*** Records for processing ***
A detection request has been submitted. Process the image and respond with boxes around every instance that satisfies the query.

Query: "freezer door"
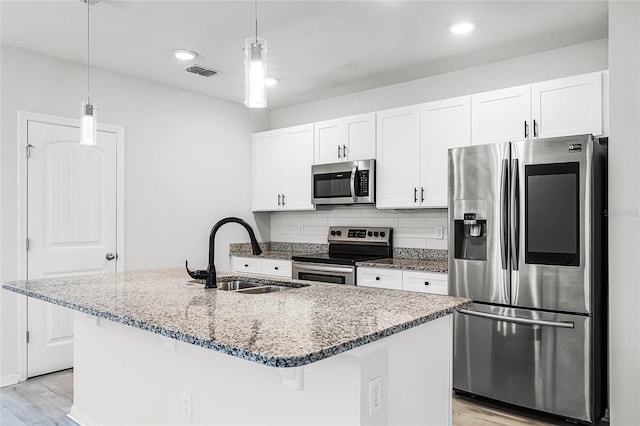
[511,135,594,313]
[453,304,592,422]
[448,142,510,305]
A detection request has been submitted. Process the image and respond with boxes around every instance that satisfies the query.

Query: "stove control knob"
[336,230,342,236]
[380,231,386,237]
[367,231,373,237]
[330,230,336,236]
[374,231,379,237]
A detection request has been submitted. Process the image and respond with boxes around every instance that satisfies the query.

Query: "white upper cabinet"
[531,72,603,139]
[421,96,472,207]
[471,85,531,145]
[376,105,421,209]
[252,124,314,212]
[314,113,376,164]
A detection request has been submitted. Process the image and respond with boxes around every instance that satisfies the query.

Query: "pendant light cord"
[87,0,91,104]
[254,0,258,42]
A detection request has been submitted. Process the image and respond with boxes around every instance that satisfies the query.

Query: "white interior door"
[27,120,120,377]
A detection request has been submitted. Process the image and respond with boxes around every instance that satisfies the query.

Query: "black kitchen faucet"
[186,217,262,288]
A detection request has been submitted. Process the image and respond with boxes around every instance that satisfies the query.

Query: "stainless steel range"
[291,227,392,285]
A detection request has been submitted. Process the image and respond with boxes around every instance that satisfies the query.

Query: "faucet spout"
[186,217,262,289]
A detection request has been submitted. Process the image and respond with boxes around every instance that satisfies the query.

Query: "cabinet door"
[471,85,531,145]
[421,96,471,207]
[344,112,376,161]
[231,256,263,274]
[402,271,448,295]
[252,130,282,211]
[314,119,342,165]
[357,267,403,290]
[531,72,603,138]
[261,259,292,278]
[280,124,315,211]
[376,105,421,209]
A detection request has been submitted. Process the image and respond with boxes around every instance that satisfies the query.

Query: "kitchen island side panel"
[70,312,452,426]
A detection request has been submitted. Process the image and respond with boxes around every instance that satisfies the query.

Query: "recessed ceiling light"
[450,21,475,35]
[173,49,198,61]
[265,77,279,87]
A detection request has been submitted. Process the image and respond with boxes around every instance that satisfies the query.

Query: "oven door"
[291,262,355,285]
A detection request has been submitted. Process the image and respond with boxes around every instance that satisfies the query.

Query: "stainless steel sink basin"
[216,280,264,291]
[235,285,289,294]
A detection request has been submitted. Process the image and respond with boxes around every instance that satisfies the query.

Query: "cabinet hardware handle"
[421,187,425,202]
[424,281,430,286]
[277,194,281,206]
[414,188,418,203]
[338,145,342,159]
[274,266,279,270]
[282,194,285,205]
[533,119,538,137]
[244,264,249,267]
[375,276,380,281]
[343,145,348,158]
[524,121,529,138]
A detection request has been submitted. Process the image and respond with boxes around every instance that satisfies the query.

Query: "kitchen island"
[3,268,470,425]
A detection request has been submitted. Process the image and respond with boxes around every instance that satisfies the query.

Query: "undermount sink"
[235,285,289,294]
[216,280,264,291]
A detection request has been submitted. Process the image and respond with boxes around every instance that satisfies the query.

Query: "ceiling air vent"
[185,65,221,77]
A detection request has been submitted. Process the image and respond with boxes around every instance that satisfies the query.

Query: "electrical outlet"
[435,226,444,239]
[182,392,192,421]
[368,376,382,415]
[297,225,304,235]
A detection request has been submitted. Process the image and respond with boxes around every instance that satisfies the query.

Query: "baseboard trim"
[68,405,102,426]
[0,374,20,387]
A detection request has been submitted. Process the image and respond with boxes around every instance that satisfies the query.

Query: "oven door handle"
[350,164,358,203]
[293,263,355,274]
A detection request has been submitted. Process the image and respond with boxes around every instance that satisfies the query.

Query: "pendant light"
[80,0,97,145]
[244,0,267,108]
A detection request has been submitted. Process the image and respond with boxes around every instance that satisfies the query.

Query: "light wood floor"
[1,369,555,426]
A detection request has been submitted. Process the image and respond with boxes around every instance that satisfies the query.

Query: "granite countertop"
[357,258,449,273]
[2,268,469,368]
[229,242,328,260]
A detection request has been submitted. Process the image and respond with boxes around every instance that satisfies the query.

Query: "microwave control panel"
[356,170,369,196]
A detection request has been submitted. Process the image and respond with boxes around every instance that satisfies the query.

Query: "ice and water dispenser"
[453,201,487,261]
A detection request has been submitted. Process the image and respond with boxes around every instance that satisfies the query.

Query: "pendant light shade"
[80,0,97,145]
[80,103,97,146]
[244,38,267,108]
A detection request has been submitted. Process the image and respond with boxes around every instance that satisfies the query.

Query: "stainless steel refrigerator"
[448,134,607,424]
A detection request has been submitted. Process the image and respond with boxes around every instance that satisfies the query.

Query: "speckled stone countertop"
[357,258,449,273]
[2,268,469,367]
[229,242,328,260]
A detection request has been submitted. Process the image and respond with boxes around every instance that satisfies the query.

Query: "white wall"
[608,2,640,424]
[0,45,269,383]
[271,39,608,128]
[271,207,447,250]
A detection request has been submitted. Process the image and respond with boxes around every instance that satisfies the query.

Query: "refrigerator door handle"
[458,309,575,329]
[510,159,520,271]
[500,159,509,270]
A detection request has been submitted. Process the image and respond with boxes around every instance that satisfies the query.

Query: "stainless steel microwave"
[311,159,375,205]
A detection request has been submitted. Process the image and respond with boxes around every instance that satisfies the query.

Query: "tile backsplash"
[270,206,448,250]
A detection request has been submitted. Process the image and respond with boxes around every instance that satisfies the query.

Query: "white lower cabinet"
[357,267,448,295]
[402,271,448,295]
[230,256,292,278]
[357,267,403,290]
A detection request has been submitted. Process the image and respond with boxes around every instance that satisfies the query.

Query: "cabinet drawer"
[357,267,403,290]
[231,257,263,274]
[261,259,292,278]
[402,271,448,295]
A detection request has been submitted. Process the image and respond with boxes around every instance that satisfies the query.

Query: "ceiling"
[1,1,608,110]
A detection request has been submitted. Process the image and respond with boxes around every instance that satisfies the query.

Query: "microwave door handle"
[500,159,509,270]
[350,164,358,202]
[510,159,520,271]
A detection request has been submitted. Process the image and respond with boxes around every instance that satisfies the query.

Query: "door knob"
[106,253,117,261]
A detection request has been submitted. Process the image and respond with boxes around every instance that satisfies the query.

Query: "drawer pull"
[424,281,430,286]
[274,266,279,270]
[244,264,249,267]
[375,276,380,281]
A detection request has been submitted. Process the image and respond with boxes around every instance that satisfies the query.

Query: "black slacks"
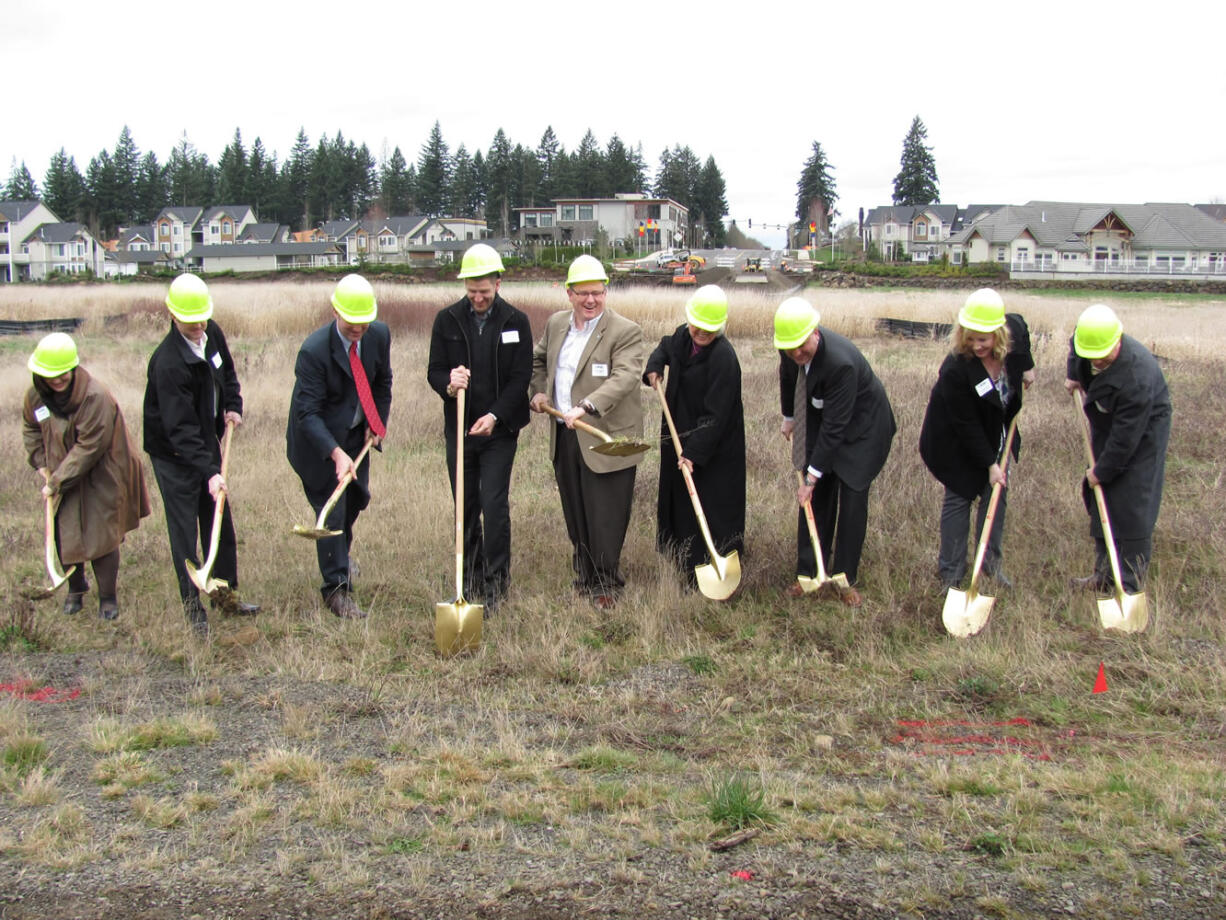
[151,456,238,602]
[445,432,518,602]
[795,473,870,587]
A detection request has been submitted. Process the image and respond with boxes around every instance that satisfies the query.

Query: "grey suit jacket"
[530,307,645,473]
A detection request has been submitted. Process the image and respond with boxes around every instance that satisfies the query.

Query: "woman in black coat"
[919,289,1034,589]
[644,285,746,584]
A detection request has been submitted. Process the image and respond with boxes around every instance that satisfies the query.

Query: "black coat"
[919,313,1033,500]
[644,326,746,563]
[286,320,393,497]
[143,319,242,481]
[425,294,532,436]
[779,328,895,492]
[1067,334,1171,540]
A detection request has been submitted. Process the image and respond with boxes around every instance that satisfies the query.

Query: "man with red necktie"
[287,274,392,619]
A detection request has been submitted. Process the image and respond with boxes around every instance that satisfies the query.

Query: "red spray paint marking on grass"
[891,718,1053,761]
[1,681,81,703]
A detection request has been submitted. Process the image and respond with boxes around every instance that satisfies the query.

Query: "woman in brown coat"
[22,333,150,619]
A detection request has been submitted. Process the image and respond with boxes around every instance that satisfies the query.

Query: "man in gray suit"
[776,297,895,607]
[530,255,645,609]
*** End of Records for processing ***
> [Exercise directions] The data needs to be reproduced exactly, please, apart from its pictures.

> [Task answer]
A detection request has been submitted. Process the image and respond with boxes around every instance that satisfies the query.

Query: "freezer door"
[511,135,594,313]
[453,304,592,422]
[448,142,510,305]
A detection request has been submitted. Process the image and respond with boxes around every instance that satisfies the query.

Query: "stove control knob"
[336,230,342,236]
[380,231,386,237]
[367,231,373,237]
[330,230,336,236]
[374,231,379,237]
A detection request has been submitted. Process the image and respond with boxes around every instance that satisfies the query.

Query: "white upper cabinet"
[531,72,603,139]
[421,96,472,207]
[471,85,531,145]
[376,105,421,209]
[252,124,314,212]
[314,113,376,164]
A detection request has been submitted. Process the image and respond with boxes around every instance that satisfies the query.

Query: "pendant light cord"
[87,0,91,104]
[254,0,258,42]
A detection request has been submitted. Process the image and respond with boxes around every instance that satisfies the query.

Query: "white interior door"
[27,120,120,377]
A detection request has been submitted. Process the image and respond with boxes around every instance that satisfies the query.

Query: "black kitchen faucet"
[186,217,262,288]
A detection request has been submitted. Process the image and respond with boxes around every instance that satisfies the query.

Query: "stainless steel range"
[291,227,392,285]
A detection request has been submitted. Process the image and respond with boxes around every instance that satisfies the query.

Query: "faucet spout"
[186,217,262,289]
A detection request has been submitted. Process the image and respond with boxes around every instance that satisfies the query.

Query: "cabinet door"
[471,85,531,145]
[421,96,471,207]
[344,112,376,161]
[231,256,263,274]
[402,271,448,295]
[252,130,282,211]
[314,119,342,165]
[357,267,403,290]
[531,72,603,138]
[261,259,292,278]
[280,124,315,211]
[376,105,421,209]
A detection request has been submitted. Process the image and respond with boxes around every instance that satisfies the query.

Query: "kitchen island side panel"
[70,312,452,426]
A detection request has been submitted. Process the image and respond with boxes around every instance that satisfies the query.

Query: "recessed ceiling light"
[450,21,475,35]
[173,49,198,61]
[265,77,279,87]
A detection request has been submitted. Process the image and respond with boxes around every instance that satisfies the query.

Query: "oven door"
[291,262,355,285]
A detection request has been submitted. Process the image and respond with boxes around every instance that satisfies the query.

Query: "stainless steel sink basin"
[216,280,264,291]
[235,285,289,294]
A detection request has been submitted. Process the image and respond with boxes around every instance that satisfies the query.

Query: "cabinet hardware handle"
[421,187,425,202]
[424,281,430,286]
[277,194,281,206]
[414,188,418,203]
[338,145,342,159]
[274,266,279,270]
[282,194,285,205]
[533,119,538,137]
[244,264,249,267]
[375,276,380,281]
[343,145,348,158]
[524,121,529,138]
A detection request has been submitted. Process the image and respond with boxes around every instance that satisfies the query.

Query: "kitchen island"
[3,268,470,425]
A detection request has been submitted. Process the image and respond with boxes around every instance that satisfies the query.

Query: "undermount sink"
[235,285,289,294]
[216,280,264,291]
A detection request has been submitted. Process the image and respond with boxes around every instance that satisfies the query.

Query: "ceiling air vent"
[185,65,221,77]
A detection request has been submitted. Process the image and respond with boxes around every instance that satisfies the query.

Query: "electrical outlet"
[435,226,444,239]
[182,392,192,421]
[368,376,382,415]
[297,225,304,235]
A detection request has been submitted. Process the image and respond with boxes around every instance that satisfies the query.

Query: "baseboard trim"
[68,405,102,426]
[0,374,20,387]
A detection request has been submitted. Process the image and respond with boxes around every instance that satisfies the query.

Query: "oven door handle"
[350,164,358,203]
[293,263,355,274]
A detection request has been submitted. Process the image and respond with boxes around every instance that satisfies the query.

Query: "pendant light"
[80,0,97,145]
[244,0,267,108]
A detection request has been submitted. Process the image and respond with boxes around every instance that satisfies the query.

Query: "light wood floor"
[1,369,555,426]
A detection request has been submitted. Process the image and respond with boxes around every instance that satisfies the query.

Query: "granite countertop"
[357,258,449,273]
[2,268,469,368]
[229,242,328,260]
A detection request has been submitted. Process the image and respond with boxes around every instance that satisfies the query.

Query: "microwave control panel"
[356,170,369,196]
A detection request has been submitted. Process the image and respond with boxes around every instance that satisfies the query.

Query: "ice and water dispenser"
[453,201,487,261]
A detection request has been submitted. Process the image and respond with boxes around every instance that satisfies the query.

Query: "pendant light shade"
[80,0,97,145]
[80,103,97,146]
[244,38,267,108]
A detection request has been submitted. Process the image and respond with boxes around every instance that satisfies the query.

Query: "stainless steel refrigerator"
[448,134,607,424]
A detection request has been submitted. Process the image and respond with boxes around every instance that satisfies the query.

Query: "speckled stone countertop"
[357,258,449,273]
[2,268,469,367]
[229,242,328,260]
A detection request has been submitted. Process the image and respond with boxes around every instance that satisfies the query.

Query: "white wall"
[608,2,640,424]
[0,45,269,383]
[271,39,608,128]
[271,207,447,250]
A detection request has been submitted. Process the image and respond with boxes around every instance that satisfies the query.

Query: "refrigerator door handle"
[458,309,575,329]
[510,159,520,271]
[500,159,509,270]
A detection request has been submitted. Process the image and respond with boxes around every instance that satisfies the query.

Query: "stainless steel microwave"
[311,159,375,205]
A detection request has been submitted. Process the image and respond with boxes around every instance that satisfies the query.

Query: "tile backsplash"
[270,206,448,250]
A detection request has been submitted. Process the image and respond with boxes around every instance that satisfies the query.

Query: "white lower cabinet"
[357,267,448,295]
[402,271,448,295]
[230,256,292,278]
[357,267,403,290]
A detection request has been submitted. Process the image and respond with boxes around every instance that satisfies the query.

Query: "cabinet drawer"
[357,267,403,290]
[231,257,263,274]
[261,259,292,278]
[402,271,448,295]
A detection request has been submitted. Process the image and respond with boxes around every instance that satisfies the query.

Query: "ceiling"
[1,1,608,110]
A detection request has been submitted. Process the image and respond with boxes around every instance that satisfies the query.

Query: "microwave door handle"
[500,159,509,270]
[350,164,358,202]
[510,159,520,271]
A detection request has been submitted. Process the image and respond with boxes around every instance that satisfies the query.

Query: "door knob"
[106,253,117,261]
A detection request has been submitted. Process the image and respond with boxes around every instance that satisfies the query.

Query: "drawer pull"
[424,281,430,286]
[274,266,279,270]
[244,264,249,267]
[375,276,380,281]
A detection request has been submitted. Process the image and respond with boxes around every instance that satisfies the query.

Query: "black slacks"
[151,456,238,602]
[445,432,518,602]
[795,473,870,587]
A detection request has been submitted. Process the image and respond with boxes around every instance that satisfies the query.

Query: "grey suit jacket"
[530,307,645,473]
A detection request has been submitted. Process the image and respond with boxes around every instance that satisfies the query.

Query: "woman in black coat"
[919,289,1034,589]
[644,285,746,584]
A detection request has been submitted. Process the image and respond with boxes around every instance that satisfies the query.

Query: "black coat"
[919,313,1033,500]
[644,326,746,563]
[286,320,393,497]
[143,319,242,481]
[425,294,532,436]
[779,328,895,492]
[1067,334,1171,540]
A detection request has been submitted. Process the image and respond with boxes around every instance that satisfies the query.

Query: "man with red necktie"
[287,274,392,619]
A detection request has been submitted. Process the image and respond with boxes around every instance that satisfies the query.

Query: "red spray paint marking on grass"
[891,718,1053,761]
[1,681,81,703]
A detection request has been submitted. Process the image and respond with boxes around every instance that satisfies the query.

Query: "woman in brown coat"
[22,333,150,619]
A detection request has been submitted. Process the image and respond with boxes around every instance that satisfies the query.

Query: "man in gray suit"
[776,297,895,607]
[530,255,645,609]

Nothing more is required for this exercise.